STATED EXERCISE 1: Collect every line in the records below that contains the word "sign", and copy each one unchanged.

# Trying to find lye in Canada



## Keeperofmanya (Oct 3, 2007)

Hi. Are there any soapers from Canada on this forum? I have been trying to by lye at the stores and can't find any. My hardware store says it has been discontinued by the company. They do carry something in a gallon jug called free flowing lye crystals. The label has no other information of what might be in it or even if it is just 100% lye. Does anyone know what this stuff is? I am trying to find lye to make soap and can't find any. :Bawling:


----------



## BasicLiving (Oct 2, 2006)

I'm not sure if they ship to Canada - but I buy it from Ace Hardware here in the states and they deliver pretty quickly. They have an 800 number - maybe you can call and ask? http://www.acehardware.com/product/index.jsp?productId=2845800&cp&kw=lye&origkw=lye&sr=1


----------



## sammyd (Mar 11, 2007)

We found an unlikely source. A local Amish meat processor uses it for cleaning occasionaly. We can buy bags of it from them for less than a dollar a pound.


----------



## forestdweller (Jul 21, 2005)

Home Hardware sells it. I just picked up a gallon of lye crystals last week. $20.


----------



## Puddin (Mar 31, 2003)

Keeper....
I"m in Sask, and yes, that is the lye I use. It's called lye crystals free flowing, in a gallon jug, made by "Home" (Home Hardware) out of Ontario. It does not state 100% lye. I have used it for years. The store staff assured me it was 100% lye (they have other lye products that weren't 100%). I have stocked up, since one never knows if it will be available in 5 yrs or not.

AVAILABLE RECORDS:
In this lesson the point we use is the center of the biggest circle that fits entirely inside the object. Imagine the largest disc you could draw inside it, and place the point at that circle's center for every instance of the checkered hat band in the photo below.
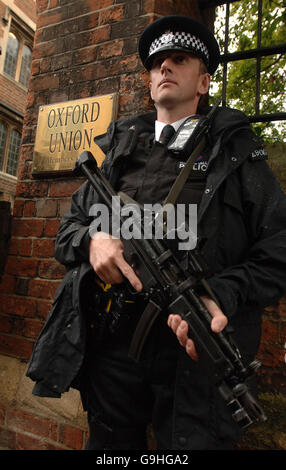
(180, 38)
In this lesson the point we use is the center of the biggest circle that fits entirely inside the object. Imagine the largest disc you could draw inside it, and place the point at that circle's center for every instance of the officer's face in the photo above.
(176, 80)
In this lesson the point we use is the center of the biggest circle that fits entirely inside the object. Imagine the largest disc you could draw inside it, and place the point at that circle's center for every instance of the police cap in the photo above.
(180, 33)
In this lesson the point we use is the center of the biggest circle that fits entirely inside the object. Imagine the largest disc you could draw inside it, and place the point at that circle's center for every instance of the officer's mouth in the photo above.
(166, 82)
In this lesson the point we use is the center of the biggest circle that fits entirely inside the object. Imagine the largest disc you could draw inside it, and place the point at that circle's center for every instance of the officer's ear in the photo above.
(150, 88)
(204, 83)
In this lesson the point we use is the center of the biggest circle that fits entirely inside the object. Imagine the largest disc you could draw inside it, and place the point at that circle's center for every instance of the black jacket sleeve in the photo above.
(260, 279)
(72, 242)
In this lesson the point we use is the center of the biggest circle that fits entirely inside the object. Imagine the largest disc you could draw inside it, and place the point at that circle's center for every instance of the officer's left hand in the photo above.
(180, 327)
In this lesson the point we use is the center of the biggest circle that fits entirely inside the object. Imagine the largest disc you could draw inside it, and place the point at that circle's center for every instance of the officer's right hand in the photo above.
(106, 258)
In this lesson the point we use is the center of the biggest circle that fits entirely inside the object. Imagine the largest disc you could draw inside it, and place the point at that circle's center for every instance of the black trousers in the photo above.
(123, 397)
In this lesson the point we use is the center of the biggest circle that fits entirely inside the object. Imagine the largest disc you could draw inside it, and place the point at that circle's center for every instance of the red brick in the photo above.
(48, 18)
(64, 188)
(71, 437)
(270, 331)
(32, 189)
(32, 328)
(51, 227)
(7, 284)
(43, 308)
(19, 419)
(16, 346)
(43, 248)
(20, 246)
(111, 15)
(18, 208)
(46, 208)
(21, 306)
(44, 82)
(27, 227)
(51, 269)
(27, 442)
(21, 266)
(110, 50)
(29, 209)
(7, 438)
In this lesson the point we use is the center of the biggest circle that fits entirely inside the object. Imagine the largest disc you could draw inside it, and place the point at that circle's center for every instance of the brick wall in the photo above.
(82, 48)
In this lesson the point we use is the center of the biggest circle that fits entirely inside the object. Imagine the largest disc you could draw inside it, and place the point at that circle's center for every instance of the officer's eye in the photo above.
(180, 59)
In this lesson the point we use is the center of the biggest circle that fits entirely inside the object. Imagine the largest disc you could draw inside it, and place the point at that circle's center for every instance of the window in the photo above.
(3, 136)
(11, 57)
(25, 66)
(18, 58)
(10, 139)
(251, 34)
(13, 152)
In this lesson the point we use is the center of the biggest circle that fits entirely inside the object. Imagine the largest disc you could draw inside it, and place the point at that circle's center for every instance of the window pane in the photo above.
(11, 55)
(273, 29)
(13, 153)
(3, 134)
(25, 66)
(241, 85)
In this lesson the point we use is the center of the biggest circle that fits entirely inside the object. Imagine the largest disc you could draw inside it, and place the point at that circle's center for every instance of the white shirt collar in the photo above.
(160, 125)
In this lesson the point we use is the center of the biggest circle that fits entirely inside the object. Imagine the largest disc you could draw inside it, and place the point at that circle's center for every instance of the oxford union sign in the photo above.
(66, 129)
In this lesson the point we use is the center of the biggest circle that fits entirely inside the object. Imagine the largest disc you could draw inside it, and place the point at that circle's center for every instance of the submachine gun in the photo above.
(171, 286)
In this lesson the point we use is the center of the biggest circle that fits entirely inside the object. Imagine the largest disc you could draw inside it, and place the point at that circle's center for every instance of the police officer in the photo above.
(242, 220)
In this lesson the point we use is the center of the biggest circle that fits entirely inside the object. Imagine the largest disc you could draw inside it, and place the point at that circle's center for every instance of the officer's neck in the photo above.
(170, 115)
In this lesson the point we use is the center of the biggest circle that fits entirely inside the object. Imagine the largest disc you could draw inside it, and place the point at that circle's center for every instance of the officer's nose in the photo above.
(166, 64)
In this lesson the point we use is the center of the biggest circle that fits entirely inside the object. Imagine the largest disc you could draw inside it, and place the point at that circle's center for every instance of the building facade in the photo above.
(17, 30)
(81, 49)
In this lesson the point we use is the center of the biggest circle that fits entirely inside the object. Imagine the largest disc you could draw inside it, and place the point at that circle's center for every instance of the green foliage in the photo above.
(241, 75)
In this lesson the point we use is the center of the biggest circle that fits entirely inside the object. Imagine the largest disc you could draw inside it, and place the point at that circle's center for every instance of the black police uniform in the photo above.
(242, 218)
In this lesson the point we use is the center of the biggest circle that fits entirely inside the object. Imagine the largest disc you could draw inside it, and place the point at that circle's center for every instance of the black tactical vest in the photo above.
(149, 171)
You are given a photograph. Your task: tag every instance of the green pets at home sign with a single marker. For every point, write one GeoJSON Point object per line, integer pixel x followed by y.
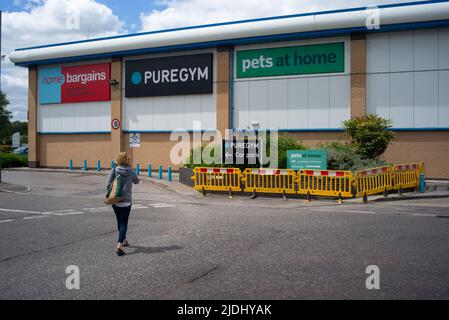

STATED EXERCISE 2: Transcribe the portion of the lye thread above between "Home Hardware sells" and "yrs or not.", inclusive.

FINAL RESULT 1:
In this lesson the point we use is the center of the biggest circle that fits entirely inside the object. Imagine the largest disc you could draw inside it, and place the point at that circle's center for every instance of the oxford union sign in the photo above.
You are given a photograph. Your task: tag every instance of the green pets at home sign with a single marker. For every point, write one GeoJSON Point object per line, integer pixel x followed by y.

FINAL RESULT 2:
Home Hardware sells it. I just picked up a gallon of lye crystals last week. $20.


----------



## Puddin (Mar 31, 2003)

Keeper....
I"m in Sask, and yes, that is the lye I use. It's called lye crystals free flowing, in a gallon jug, made by "Home" (Home Hardware) out of Ontario. It does not state 100% lye. I have used it for years. The store staff assured me it was 100% lye (they have other lye products that weren't 100%). I have stocked up, since one never knows if it will be available in 5 yrs or not.